Some records -
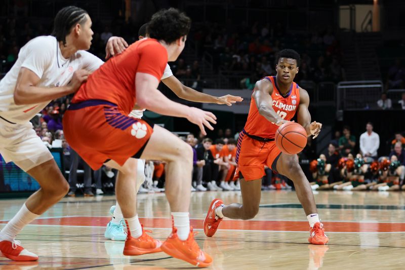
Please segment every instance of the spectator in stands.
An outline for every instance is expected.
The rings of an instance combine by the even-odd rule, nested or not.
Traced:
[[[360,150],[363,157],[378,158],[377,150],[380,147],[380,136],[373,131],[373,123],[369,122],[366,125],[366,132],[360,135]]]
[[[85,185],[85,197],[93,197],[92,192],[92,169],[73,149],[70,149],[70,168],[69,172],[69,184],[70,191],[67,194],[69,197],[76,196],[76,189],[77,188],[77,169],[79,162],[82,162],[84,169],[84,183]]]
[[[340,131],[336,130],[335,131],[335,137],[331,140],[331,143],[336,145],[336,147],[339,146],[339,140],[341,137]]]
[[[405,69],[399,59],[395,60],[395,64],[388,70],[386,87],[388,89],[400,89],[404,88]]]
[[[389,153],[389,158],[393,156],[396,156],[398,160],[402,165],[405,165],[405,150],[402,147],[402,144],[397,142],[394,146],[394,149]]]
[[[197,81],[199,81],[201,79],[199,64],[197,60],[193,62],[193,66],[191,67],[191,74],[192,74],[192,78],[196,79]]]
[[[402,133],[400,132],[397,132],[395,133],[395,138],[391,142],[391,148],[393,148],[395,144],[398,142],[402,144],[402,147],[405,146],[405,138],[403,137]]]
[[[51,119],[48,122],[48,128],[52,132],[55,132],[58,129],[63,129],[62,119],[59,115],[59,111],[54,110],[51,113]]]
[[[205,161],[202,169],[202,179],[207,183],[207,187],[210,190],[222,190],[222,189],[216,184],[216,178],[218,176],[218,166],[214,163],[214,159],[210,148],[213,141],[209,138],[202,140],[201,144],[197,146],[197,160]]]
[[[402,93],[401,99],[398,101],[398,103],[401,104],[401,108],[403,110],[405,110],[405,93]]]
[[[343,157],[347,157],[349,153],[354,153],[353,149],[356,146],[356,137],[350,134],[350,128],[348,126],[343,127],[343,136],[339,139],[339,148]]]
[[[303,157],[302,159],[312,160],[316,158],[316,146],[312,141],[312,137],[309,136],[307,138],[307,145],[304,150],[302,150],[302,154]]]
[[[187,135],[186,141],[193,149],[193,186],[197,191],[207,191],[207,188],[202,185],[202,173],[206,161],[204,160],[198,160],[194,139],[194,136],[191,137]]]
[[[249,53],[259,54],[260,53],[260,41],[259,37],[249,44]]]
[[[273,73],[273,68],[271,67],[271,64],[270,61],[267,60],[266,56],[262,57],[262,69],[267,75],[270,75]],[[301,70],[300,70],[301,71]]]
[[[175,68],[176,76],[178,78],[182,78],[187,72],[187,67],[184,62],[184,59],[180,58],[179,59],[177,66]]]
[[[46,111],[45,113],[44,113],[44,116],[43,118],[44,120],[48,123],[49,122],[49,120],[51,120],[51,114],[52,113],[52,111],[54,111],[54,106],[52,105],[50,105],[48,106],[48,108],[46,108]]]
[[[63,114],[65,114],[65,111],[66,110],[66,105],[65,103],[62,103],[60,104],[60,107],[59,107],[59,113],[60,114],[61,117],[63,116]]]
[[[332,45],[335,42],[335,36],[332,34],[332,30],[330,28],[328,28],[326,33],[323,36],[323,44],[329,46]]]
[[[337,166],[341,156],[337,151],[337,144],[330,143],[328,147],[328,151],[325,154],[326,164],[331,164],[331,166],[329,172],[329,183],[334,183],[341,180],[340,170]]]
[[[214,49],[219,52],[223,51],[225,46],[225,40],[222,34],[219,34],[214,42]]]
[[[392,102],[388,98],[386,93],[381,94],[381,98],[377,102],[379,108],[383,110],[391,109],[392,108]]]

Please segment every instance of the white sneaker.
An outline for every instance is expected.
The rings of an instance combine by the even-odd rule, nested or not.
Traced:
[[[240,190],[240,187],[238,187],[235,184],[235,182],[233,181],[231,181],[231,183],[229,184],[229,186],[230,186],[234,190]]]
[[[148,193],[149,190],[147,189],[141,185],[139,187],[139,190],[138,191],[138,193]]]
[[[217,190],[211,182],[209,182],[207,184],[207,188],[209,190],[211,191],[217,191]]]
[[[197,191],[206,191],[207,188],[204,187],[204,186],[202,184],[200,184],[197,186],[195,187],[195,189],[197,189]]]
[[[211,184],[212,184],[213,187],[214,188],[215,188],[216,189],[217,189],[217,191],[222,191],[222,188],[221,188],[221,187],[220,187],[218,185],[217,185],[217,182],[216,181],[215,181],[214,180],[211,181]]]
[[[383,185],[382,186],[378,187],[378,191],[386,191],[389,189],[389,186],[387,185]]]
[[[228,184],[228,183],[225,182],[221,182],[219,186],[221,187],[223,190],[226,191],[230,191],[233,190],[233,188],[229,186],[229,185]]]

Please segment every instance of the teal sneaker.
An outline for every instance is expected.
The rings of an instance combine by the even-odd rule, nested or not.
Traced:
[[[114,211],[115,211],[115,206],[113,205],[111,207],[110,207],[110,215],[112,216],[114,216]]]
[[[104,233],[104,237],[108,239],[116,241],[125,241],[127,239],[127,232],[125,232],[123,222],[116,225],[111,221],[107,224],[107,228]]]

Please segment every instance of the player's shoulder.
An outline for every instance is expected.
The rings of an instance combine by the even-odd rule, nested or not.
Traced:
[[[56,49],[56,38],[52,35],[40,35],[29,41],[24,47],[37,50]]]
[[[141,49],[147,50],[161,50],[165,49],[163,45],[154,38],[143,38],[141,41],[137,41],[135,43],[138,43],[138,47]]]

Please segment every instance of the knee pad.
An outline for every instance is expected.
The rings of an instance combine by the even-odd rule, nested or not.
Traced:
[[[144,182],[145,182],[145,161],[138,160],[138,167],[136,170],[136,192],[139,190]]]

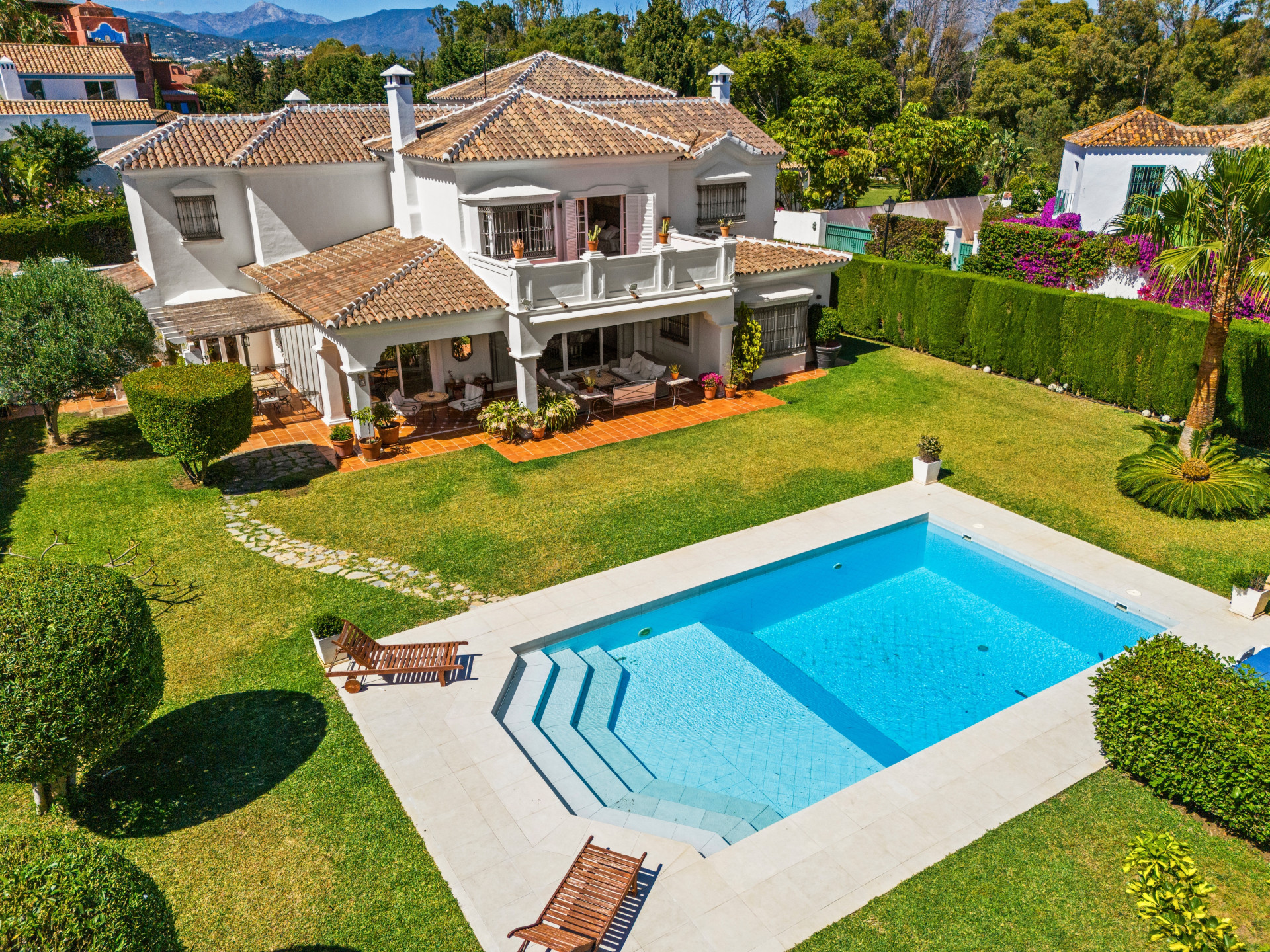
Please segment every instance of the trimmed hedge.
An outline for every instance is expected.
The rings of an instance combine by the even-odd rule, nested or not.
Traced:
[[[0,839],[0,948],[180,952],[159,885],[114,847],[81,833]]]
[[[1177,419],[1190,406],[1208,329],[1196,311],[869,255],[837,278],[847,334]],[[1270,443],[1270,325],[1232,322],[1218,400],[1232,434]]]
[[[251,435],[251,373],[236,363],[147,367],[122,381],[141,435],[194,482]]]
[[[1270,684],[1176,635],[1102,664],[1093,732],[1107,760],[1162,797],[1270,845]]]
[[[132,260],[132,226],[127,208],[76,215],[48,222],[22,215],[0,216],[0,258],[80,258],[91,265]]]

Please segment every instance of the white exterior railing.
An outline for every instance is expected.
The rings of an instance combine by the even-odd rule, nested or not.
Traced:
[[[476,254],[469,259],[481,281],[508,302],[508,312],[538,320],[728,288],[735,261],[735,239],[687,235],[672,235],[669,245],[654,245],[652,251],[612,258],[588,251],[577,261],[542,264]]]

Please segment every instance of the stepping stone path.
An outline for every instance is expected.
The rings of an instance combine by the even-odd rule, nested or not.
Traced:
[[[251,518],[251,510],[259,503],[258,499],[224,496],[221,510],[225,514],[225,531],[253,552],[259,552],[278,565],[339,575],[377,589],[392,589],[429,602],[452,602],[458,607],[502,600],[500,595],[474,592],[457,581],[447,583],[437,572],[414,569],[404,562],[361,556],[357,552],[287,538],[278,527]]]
* * *
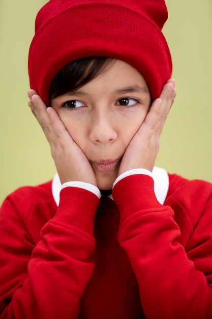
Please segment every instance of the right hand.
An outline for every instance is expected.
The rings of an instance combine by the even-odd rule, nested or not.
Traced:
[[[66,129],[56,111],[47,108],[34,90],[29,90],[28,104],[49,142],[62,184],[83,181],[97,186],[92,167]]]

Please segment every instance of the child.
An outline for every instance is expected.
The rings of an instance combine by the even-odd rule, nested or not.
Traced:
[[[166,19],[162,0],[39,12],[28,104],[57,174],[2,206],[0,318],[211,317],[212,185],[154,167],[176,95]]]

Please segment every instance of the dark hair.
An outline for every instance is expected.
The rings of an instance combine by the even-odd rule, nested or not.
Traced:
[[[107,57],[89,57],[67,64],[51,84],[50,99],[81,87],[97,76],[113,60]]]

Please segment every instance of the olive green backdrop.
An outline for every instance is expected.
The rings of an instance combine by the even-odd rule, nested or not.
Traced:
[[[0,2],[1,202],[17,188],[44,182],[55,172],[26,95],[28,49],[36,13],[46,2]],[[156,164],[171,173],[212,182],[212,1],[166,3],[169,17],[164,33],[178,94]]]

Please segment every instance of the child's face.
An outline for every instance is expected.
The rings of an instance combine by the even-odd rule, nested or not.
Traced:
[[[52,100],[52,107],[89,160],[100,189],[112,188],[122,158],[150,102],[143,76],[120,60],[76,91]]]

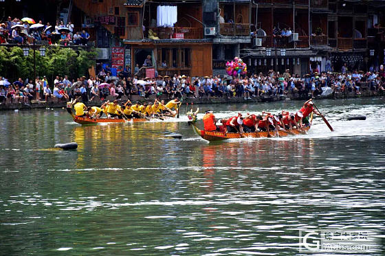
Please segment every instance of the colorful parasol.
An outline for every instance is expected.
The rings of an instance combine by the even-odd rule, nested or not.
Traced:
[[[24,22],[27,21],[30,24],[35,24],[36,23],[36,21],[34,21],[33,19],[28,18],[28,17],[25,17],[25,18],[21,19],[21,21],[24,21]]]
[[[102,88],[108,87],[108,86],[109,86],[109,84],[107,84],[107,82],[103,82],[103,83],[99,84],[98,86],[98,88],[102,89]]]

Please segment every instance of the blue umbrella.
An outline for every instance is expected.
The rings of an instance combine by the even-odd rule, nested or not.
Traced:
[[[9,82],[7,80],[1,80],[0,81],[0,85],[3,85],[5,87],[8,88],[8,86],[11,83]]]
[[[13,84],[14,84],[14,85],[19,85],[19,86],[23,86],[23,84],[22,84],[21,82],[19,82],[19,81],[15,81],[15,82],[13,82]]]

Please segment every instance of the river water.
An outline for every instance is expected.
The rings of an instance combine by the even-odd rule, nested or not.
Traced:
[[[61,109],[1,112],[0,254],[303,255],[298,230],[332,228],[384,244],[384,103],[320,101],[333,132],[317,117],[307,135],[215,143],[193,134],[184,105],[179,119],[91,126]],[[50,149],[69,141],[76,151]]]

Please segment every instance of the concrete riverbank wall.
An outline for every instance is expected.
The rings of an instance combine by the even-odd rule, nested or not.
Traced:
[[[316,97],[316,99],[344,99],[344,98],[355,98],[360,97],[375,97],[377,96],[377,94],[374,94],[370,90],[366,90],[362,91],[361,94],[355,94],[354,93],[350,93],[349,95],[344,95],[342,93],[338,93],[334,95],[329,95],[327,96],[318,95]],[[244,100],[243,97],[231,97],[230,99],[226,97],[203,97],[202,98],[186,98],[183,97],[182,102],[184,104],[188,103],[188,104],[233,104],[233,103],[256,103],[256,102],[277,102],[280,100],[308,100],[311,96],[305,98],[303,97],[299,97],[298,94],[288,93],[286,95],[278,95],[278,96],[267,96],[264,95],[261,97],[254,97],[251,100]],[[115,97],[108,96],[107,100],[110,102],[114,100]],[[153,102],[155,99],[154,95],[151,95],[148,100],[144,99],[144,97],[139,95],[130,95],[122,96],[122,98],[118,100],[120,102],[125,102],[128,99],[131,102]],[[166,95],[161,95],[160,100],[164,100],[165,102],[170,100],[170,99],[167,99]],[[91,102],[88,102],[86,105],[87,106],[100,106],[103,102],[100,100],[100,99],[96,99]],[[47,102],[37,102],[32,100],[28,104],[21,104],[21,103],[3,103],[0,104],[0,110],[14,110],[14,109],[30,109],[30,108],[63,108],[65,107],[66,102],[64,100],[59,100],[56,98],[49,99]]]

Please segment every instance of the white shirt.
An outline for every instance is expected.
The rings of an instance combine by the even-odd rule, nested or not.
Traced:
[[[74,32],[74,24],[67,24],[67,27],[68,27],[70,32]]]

DIRECTIVE - Report every line above that contains the string "child", copying each one in full.

WORKED SOLUTION -
Please segment every instance of the child.
Please segment every instance of the child's face.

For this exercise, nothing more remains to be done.